Stored records

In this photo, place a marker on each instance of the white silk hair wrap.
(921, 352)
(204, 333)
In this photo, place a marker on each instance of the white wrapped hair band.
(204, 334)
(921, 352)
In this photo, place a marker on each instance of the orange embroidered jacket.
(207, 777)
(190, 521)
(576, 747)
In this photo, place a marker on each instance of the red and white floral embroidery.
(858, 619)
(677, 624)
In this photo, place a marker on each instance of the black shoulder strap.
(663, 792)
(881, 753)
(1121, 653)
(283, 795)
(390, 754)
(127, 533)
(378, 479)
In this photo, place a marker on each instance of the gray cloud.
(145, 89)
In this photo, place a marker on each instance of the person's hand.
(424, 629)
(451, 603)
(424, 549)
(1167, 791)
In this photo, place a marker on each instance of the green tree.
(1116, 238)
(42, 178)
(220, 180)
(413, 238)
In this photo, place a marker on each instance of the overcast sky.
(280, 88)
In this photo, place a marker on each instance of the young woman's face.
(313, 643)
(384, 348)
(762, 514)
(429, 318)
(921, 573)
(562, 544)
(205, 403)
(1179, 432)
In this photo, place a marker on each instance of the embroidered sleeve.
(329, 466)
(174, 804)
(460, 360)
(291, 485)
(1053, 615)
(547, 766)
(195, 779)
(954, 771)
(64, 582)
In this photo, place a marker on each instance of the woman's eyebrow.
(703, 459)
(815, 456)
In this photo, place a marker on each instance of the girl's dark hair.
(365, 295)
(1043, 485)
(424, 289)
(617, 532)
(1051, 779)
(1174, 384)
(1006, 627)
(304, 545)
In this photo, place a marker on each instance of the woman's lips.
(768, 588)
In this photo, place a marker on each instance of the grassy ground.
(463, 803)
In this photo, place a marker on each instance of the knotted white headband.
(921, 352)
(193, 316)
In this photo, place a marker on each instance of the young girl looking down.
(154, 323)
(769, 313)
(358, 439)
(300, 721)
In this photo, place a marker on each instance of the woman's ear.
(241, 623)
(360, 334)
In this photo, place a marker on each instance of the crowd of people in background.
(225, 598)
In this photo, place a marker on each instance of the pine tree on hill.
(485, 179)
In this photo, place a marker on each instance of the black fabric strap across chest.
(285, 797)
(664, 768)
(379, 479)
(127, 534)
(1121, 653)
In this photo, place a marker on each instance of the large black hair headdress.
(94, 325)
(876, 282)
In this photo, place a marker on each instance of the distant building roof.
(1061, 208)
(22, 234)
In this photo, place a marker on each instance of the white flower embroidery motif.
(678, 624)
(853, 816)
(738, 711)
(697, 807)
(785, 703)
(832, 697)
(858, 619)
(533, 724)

Problem to work on:
All of the lines above need to be given again exactly.

Response for this exercise:
In this photo, place a marker on each instance of the white silk hair wrap.
(921, 352)
(204, 333)
In this photo, place a marker on each instance of the white wrapped hair band.
(204, 334)
(921, 352)
In this photo, place a marker on each instance of the orange embroidered jacket.
(207, 777)
(190, 521)
(576, 747)
In this photo, place a marker on each instance of the red and white floral embroidery.
(858, 619)
(677, 624)
In this photo, place a marker on each instance of the black shoulder strap.
(663, 792)
(881, 753)
(1121, 653)
(283, 795)
(390, 754)
(127, 533)
(378, 479)
In this photo, place a marker on each instance of the gray cloud.
(145, 89)
In this photo, place a marker on each instance of the person's hand.
(424, 629)
(451, 603)
(424, 549)
(1167, 791)
In this photo, place a marker on each instance of the green tree.
(1116, 238)
(42, 178)
(220, 180)
(413, 238)
In this photo, place a marker on each instance of the overcast sky.
(280, 88)
In this photo, place a marker on each instance of the young woman's face.
(313, 643)
(384, 348)
(762, 514)
(429, 318)
(921, 573)
(562, 544)
(205, 403)
(1179, 432)
In this photo, place a marker on each instance of the embroidered sleeve.
(329, 466)
(174, 804)
(460, 360)
(291, 485)
(1053, 615)
(547, 766)
(195, 779)
(954, 771)
(64, 582)
In this photo, place a marker on each instance of the woman's eyebrow.
(703, 459)
(815, 456)
In this photo, place a marker on each instance of the girl's dark hair.
(365, 295)
(1043, 485)
(424, 289)
(617, 532)
(1051, 779)
(1174, 384)
(1006, 627)
(304, 545)
In this photo, place a marker on each instance of the woman's lips.
(768, 588)
In this photo, place a marker on each instance of the grassy ground.
(463, 803)
In this photo, place a marker on each instance of the knotted white headband.
(921, 352)
(193, 316)
In this photo, place a marker on each instance of the young girl looking down.
(154, 323)
(769, 313)
(358, 439)
(300, 721)
In this photo, place a marker on each instance of the woman's ear.
(241, 623)
(360, 334)
In this photo, place a marker on each instance of the crowd of people in background.
(225, 598)
In this photo, place a marker on each instance of the pine tree on hill.
(485, 179)
In this photo, place a marker on each instance of the black fabric strap across chest.
(285, 797)
(664, 768)
(379, 479)
(127, 534)
(1121, 653)
In this photo, place a marker on each instance of the large black hair headdress.
(94, 325)
(876, 282)
In this photo, place a marker on each instance of the distant building roof.
(1061, 208)
(22, 234)
In this photo, place a marker on each instance of the white flower embroidery motif.
(678, 624)
(853, 816)
(738, 711)
(697, 807)
(785, 703)
(832, 697)
(858, 619)
(533, 724)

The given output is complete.